**WHAT THIS TASK INVOLVES:** Your response should be the complete listing, copied exactly.
□ □ □ □
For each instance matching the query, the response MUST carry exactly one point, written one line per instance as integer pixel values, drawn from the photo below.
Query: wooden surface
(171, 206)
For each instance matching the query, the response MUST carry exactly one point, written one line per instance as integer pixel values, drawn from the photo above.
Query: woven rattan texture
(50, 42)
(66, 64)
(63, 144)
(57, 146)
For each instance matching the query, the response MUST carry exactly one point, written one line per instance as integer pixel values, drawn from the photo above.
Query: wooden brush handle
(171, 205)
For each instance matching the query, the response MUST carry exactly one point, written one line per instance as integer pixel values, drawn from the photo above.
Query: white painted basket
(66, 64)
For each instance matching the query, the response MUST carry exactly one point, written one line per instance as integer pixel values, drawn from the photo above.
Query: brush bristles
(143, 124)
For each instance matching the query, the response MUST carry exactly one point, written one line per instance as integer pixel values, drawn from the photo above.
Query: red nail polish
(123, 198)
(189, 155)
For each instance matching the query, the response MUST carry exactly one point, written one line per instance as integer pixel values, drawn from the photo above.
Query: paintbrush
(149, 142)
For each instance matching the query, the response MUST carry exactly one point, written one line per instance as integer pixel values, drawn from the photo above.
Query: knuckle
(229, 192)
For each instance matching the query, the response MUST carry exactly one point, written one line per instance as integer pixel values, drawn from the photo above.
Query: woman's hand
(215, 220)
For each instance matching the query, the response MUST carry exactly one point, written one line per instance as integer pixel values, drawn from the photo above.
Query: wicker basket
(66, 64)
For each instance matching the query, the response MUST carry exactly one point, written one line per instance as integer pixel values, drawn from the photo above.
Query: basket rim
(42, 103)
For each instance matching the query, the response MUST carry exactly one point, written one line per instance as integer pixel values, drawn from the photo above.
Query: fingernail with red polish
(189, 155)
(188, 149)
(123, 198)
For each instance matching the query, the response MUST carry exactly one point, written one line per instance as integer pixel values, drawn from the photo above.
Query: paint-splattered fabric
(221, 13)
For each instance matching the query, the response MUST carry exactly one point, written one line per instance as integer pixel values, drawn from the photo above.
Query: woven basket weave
□ □ □ □
**TASK SOLUTION:**
For each instance matching the query, the response MUST carry exactly one point, written one line per instance as integer pixel values, drawn from the photo below.
Query: wooden surface
(171, 206)
For each instance matching the query, the response MUST carry exactly one point, written one line per instance as integer pixel values, drawn from the photo above.
Query: woven rattan texture
(50, 42)
(66, 64)
(63, 144)
(57, 146)
For each instance matching the query, the response MUST carry exactly one point, written one line per instance as integer pixel values, drawn from the photo above.
Query: wooden brush handle
(171, 205)
For each instance matching the query, the response MUST carry exactly one point, written one line per instance as integer pixel values, drawn from the photo above.
Query: white painted basket
(66, 64)
For each instance matching the query, the response MUST carry exactly one point, written one line per instance as integer pixel values, drawn from the photo above.
Query: brush bristles
(143, 124)
For each instance matching the query, the response MUST carry exactly one point, written one line per instance as integer pixel values, drawn from the photo above.
Query: red nail polish
(123, 198)
(189, 155)
For each instance matching the query, the response MUST carry exactly one point, written one line per instance as integer pixel values, drawn from the photo above.
Query: paintbrush
(149, 142)
For each instance matching the query, the response MUST carry exactly one point, written one line per instance as integer pixel values, drawn from the photo above.
Query: knuckle
(229, 192)
For each instance matching the query, the response MUST carry exactly one point, written one line per instance as integer pixel values, drawn from the photo above.
Query: woman's hand
(215, 220)
For each instance matching the query, the response MUST carry exactly one point, written one line per instance as integer pixel values, drawn from the photo above.
Query: wicker basket
(66, 64)
For each instance matching the query, the response MUST carry exactly one point, written one line per instance as integer pixel values, drawn from the photo above.
Query: basket rim
(42, 103)
For each instance matching the query, the response MUST carry exactly one point, written one line per instance as integer pixel values, drawn from the photo above.
Query: fingernail with red polish
(189, 155)
(188, 149)
(123, 198)
For each instance matching the query, the response MUST carry exactly one point, written one line per instance as integer pixel values, drawn from the photo above.
Query: paint-splattered fabric
(221, 13)
For each instance matching the query, the response MUST carry exactly one point, written one line per instance as integer pixel values, drawn from the photo above.
Query: woven basket weave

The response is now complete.